==== EXCERPT TO READ ====
Friday, March 6, 2015

First weekend in March

What I'd like to do is complete the fencing this weekend. There's enough willow to cover the back gap, but I need some more in front, and gates on both sides. Hoping I can just get an 8 or 9 foot gate for the north, and hang it on the post that's there. No idea how to transition from willow to gate.

Re. Blueberries: the south line of 7 all came from pots. 6 were about 3-4 year plants in 3 gallon pots since I dug them over a year ago; they were just about to leaf out, and did burst when I planted them. The 7th ans easternmost was in a larger pot, given by neighbors; it seems to be a small variety, maybe a couple of years following being pruned to the ground. In addition, they gave me another one in a large pot, looks like a 2-3 year plant and was already leafed out. I put that one at the house end of the north bed, and it seems fine.

Weather continues to be clear, barely (or not even) freezing at night, 50s or even 60s in the lengthening afternoons. Looks good for St Patty's Day potato planting in the north bed, which I'll probably extend more before planting.
====
*SET EXERCISE A*: Recast the lines of the record below as a JSON list of strings, one string per line, leaving out blank lines and the picture.
==== MATERIAL SUPPLIED ====
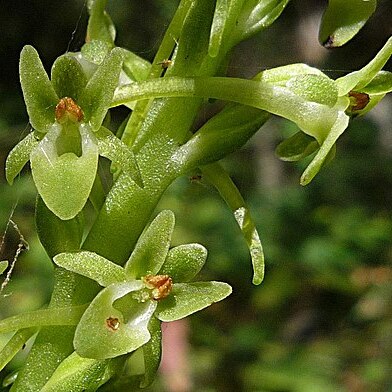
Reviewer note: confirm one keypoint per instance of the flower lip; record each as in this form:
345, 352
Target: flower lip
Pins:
68, 110
161, 285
====
*SET EXERCISE B*:
Answer these questions using the garden journal entry above:
(i) How many blueberry plants make up the south line?
(ii) What size gate does the writer hope to get for the north side?
(iii) What planting does the writer expect to do on St Patty's Day, and in which bed?

*EXERCISE SOLUTION A*:
[
  "Reviewer note: confirm one keypoint per instance of the flower lip; record each as in this form:",
  "345, 352",
  "Target: flower lip",
  "Pins:",
  "68, 110",
  "161, 285"
]

*EXERCISE SOLUTION B*:
(i) Seven.
(ii) An 8 or 9 foot gate.
(iii) Potato planting in the north bed.